SELECTED EXTRACT:
SCRUM Meets CMMi

Codice Software tackles Agile methodologies (SCRUM) and process improvement (CMMi) at the same time.


August 02, 2007
URL:http://www.drdobbs.com/security/scrum-meets-cmmi/201202684

Pablo is a software engineer at Codice Software. He can be reached at [email protected].


About 80 percent of software houses around the world are small companies. Compared to the large companies, small shops typically have advantages in terms of agility, performance, motivation, and focus. What they don't often have is validation that the processes they use to deliver software also focuses on quality—the type of validation usually reserved for large organizations that have adopted capability models like CMMi.

However, Codice Software (www.codicesoftware .com) is a small company that adheres to both Agile methodologies (SCRUM) and process improvement (CMMi). In this article, I explain why we pursued CMMi evaluation during the development of Plastic SCM (a configuration-management and version-control tool), what went smoothly, and what difficulties we had in making our SCRUM process fit within CMMi rules.

Why CMMi?

While companies usually adopt CMMi (www.sei.cmu.edu/cmmi/cmmi.html) to improve their software production methods, they recognize that the quality status is also worth the effort. Fewer than 2000 companies worldwide have reached one of the four CMMi official levels, so joining this exclusive club looks appealing to many companies.

Our motivations to achieve CMMi were:

But we also had concerns. For instance, we didn't have previous full CMMi experience, we were worried about CMMi introducing unnecessary bureaucracy, and we were totally committed to SCRUM, even though from what we could tell, it wasn't fully compatible with CMMi.

Initial Situation

Thanks to one of the principal engineer's project-management background, we adopted SCRUM (www.scrumalliance.org) at the outset. Within months, we were using the basic SCRUM artifacts—short meetings, daily follow-ups, flat organization, collaborative estimating/planning, product/sprint backlogs, and the omnipresent burn-down chart (Figure 1), which was always telling us how good (or bad) we were doing.

[Click image to view at full size]

Figure 1: Defect Control burn-down chart

Still, the small team and tight product focus (Plastic SCM) didn't appear to be a perfect match for CMMi. Indeed, when we made the commitment to go for CMMi evaluation, we were one of the few companies in Spain trying to reach Level 2 while making a product. And we were SCRUM users.

If we were committed to CMMi, why SCRUM? Why not just introduce a more traditional methodology?

GIVEN EXERCISE A:
In the SCRUM and CMMi article, about what share of software houses around the world are small companies?

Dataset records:
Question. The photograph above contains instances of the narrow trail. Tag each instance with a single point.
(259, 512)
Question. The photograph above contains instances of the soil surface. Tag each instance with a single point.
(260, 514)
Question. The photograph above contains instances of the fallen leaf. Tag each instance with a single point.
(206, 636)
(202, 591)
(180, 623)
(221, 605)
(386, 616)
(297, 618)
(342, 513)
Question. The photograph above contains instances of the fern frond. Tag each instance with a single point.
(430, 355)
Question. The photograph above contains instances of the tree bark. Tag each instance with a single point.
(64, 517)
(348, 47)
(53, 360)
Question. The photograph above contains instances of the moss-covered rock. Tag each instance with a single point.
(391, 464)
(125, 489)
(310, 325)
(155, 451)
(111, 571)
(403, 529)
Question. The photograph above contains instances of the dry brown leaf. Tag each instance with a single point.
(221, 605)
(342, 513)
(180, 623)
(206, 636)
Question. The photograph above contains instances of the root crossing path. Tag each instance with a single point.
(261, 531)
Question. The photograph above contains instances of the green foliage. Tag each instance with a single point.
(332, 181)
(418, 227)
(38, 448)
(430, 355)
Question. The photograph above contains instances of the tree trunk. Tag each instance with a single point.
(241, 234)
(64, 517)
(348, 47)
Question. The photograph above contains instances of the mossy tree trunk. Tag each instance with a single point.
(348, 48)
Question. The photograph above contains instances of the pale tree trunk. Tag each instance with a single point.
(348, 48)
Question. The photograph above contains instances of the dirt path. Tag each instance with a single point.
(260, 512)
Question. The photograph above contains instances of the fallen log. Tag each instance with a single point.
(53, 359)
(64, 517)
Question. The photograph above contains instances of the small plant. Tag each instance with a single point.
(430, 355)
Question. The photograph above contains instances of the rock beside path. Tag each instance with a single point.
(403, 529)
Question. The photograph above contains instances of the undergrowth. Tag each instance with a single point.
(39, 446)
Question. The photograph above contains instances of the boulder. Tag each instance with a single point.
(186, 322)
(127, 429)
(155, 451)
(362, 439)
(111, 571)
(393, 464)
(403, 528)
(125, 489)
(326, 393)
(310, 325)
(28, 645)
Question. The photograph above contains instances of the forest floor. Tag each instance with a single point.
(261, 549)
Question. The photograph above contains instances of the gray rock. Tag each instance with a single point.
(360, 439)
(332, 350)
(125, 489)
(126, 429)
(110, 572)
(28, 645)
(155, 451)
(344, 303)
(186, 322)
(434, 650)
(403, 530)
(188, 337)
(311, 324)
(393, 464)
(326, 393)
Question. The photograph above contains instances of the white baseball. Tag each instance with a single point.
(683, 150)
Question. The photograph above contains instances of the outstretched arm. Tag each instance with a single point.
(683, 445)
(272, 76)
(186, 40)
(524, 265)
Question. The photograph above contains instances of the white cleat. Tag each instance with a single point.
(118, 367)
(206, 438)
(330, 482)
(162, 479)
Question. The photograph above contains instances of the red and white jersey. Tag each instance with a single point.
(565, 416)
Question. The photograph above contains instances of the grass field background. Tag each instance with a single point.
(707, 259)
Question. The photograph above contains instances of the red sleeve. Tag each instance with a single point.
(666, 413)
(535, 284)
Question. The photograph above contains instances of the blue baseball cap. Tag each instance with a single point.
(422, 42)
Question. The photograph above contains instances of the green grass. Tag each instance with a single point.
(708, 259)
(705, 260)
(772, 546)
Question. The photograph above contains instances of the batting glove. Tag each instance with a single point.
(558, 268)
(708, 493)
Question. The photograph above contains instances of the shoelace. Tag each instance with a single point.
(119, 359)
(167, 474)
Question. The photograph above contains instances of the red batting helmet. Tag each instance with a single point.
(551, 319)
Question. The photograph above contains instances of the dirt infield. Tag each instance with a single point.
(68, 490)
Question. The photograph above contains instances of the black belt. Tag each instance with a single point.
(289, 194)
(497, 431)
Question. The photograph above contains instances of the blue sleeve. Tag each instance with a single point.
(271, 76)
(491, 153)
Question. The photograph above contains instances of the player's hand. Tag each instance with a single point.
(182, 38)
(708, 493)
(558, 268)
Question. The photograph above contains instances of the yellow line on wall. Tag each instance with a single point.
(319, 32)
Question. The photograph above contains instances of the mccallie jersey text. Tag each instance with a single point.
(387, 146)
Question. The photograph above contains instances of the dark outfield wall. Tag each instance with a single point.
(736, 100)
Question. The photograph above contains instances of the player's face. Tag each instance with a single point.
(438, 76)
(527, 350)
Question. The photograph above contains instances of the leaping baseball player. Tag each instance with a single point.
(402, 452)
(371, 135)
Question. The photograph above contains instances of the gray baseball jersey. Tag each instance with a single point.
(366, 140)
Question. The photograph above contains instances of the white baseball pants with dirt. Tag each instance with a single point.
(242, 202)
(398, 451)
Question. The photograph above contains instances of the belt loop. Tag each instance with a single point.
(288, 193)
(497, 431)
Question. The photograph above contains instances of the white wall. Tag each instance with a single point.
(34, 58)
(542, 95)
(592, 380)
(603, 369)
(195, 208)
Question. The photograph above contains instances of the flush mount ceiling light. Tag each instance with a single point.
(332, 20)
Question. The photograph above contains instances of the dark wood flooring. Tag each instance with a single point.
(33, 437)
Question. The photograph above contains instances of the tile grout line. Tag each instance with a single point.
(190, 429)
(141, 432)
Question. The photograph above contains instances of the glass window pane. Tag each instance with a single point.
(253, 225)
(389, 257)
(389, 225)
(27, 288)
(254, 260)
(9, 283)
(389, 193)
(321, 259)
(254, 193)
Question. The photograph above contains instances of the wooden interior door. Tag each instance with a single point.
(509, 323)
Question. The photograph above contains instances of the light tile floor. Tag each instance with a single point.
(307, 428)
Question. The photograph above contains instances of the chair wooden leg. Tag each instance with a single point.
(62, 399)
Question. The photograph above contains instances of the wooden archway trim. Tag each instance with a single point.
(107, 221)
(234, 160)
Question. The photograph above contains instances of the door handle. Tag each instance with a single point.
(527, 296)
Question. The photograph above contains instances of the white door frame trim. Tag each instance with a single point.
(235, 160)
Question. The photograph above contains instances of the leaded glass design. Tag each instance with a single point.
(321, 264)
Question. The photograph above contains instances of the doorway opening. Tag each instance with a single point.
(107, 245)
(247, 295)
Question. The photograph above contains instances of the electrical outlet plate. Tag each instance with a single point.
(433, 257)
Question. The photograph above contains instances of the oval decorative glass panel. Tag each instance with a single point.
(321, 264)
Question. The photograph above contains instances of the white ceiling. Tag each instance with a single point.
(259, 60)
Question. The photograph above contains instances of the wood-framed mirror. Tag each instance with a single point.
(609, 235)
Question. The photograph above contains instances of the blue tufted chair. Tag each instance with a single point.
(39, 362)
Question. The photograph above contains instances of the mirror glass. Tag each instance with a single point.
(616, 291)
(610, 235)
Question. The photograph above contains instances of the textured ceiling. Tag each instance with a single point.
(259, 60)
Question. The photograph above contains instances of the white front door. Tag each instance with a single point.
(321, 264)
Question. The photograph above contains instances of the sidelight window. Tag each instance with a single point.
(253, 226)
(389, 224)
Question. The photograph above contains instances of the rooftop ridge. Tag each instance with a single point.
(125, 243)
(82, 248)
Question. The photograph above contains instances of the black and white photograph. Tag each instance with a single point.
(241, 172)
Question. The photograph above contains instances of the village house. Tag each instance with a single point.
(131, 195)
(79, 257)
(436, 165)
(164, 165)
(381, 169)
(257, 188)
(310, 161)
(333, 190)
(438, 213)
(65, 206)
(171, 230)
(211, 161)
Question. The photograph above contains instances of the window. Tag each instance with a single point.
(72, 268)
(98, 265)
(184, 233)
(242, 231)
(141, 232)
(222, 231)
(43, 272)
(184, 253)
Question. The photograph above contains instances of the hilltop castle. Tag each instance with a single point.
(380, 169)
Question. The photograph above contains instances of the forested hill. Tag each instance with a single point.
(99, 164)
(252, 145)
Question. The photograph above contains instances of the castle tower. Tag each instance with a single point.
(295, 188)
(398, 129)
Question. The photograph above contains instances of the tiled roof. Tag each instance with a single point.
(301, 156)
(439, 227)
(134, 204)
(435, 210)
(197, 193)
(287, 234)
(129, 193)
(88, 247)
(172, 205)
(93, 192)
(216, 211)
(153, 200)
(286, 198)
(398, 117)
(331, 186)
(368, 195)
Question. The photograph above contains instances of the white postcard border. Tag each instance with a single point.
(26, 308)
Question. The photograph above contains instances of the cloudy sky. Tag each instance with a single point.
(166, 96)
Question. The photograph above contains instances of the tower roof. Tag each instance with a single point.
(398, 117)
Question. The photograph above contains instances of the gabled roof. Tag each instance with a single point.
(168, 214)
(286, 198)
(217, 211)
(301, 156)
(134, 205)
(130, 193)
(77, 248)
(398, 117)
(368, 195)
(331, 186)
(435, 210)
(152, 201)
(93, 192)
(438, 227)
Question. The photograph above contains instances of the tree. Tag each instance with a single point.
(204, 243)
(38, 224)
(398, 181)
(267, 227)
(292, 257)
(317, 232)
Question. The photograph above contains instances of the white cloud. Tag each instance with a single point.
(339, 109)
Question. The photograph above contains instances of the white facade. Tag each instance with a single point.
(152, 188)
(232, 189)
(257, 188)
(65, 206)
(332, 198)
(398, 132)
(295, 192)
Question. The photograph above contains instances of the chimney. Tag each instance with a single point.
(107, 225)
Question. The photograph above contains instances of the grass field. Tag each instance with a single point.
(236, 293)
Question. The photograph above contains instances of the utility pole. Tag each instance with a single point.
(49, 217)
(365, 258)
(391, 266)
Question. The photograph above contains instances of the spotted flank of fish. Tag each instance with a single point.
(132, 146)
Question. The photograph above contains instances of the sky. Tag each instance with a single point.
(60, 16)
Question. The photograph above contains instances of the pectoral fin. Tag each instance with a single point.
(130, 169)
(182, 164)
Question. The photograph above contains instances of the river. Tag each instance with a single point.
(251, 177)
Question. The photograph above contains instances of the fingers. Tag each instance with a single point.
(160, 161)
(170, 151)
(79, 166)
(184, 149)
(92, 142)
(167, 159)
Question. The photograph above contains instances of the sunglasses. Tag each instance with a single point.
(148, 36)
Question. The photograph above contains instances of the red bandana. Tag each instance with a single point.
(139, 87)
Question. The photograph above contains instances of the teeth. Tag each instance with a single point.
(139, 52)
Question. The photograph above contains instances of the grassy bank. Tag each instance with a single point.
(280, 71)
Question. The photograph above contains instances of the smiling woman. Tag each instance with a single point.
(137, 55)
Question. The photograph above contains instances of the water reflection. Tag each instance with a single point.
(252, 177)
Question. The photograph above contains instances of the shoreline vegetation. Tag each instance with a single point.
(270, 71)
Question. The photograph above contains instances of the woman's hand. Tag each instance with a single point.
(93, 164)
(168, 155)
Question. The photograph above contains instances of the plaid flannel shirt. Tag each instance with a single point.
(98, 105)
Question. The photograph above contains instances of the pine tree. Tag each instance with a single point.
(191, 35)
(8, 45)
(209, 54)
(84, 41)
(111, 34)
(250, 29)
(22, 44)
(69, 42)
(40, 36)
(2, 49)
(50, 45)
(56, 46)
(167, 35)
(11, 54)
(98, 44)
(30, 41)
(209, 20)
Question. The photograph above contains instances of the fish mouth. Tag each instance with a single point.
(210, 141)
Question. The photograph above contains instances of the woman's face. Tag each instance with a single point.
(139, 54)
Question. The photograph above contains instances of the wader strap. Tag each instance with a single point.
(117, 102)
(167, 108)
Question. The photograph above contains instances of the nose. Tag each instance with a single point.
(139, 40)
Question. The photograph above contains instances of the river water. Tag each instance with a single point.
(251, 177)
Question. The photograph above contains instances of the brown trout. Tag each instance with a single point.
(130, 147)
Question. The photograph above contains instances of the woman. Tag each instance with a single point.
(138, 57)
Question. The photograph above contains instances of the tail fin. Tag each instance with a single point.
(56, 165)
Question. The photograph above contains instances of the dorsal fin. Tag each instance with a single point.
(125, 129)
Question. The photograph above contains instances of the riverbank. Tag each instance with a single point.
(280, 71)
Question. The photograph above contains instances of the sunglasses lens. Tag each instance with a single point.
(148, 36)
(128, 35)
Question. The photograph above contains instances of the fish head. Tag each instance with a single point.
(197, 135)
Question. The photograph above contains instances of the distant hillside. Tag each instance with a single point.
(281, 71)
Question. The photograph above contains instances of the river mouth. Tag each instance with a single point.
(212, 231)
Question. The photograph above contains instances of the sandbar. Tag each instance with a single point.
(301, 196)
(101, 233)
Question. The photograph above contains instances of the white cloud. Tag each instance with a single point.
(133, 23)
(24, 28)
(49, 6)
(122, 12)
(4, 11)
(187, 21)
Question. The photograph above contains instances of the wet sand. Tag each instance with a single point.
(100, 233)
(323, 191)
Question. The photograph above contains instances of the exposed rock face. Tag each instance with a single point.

GIVEN EXERCISE B:
Return every line of the records that contains the string "chair", matching case exactly.

EXERCISE RESPONSE A:
About 80 percent.

EXERCISE RESPONSE B:
Question. The photograph above contains instances of the chair wooden leg. Tag each instance with a single point.
Question. The photograph above contains instances of the blue tufted chair. Tag each instance with a single point.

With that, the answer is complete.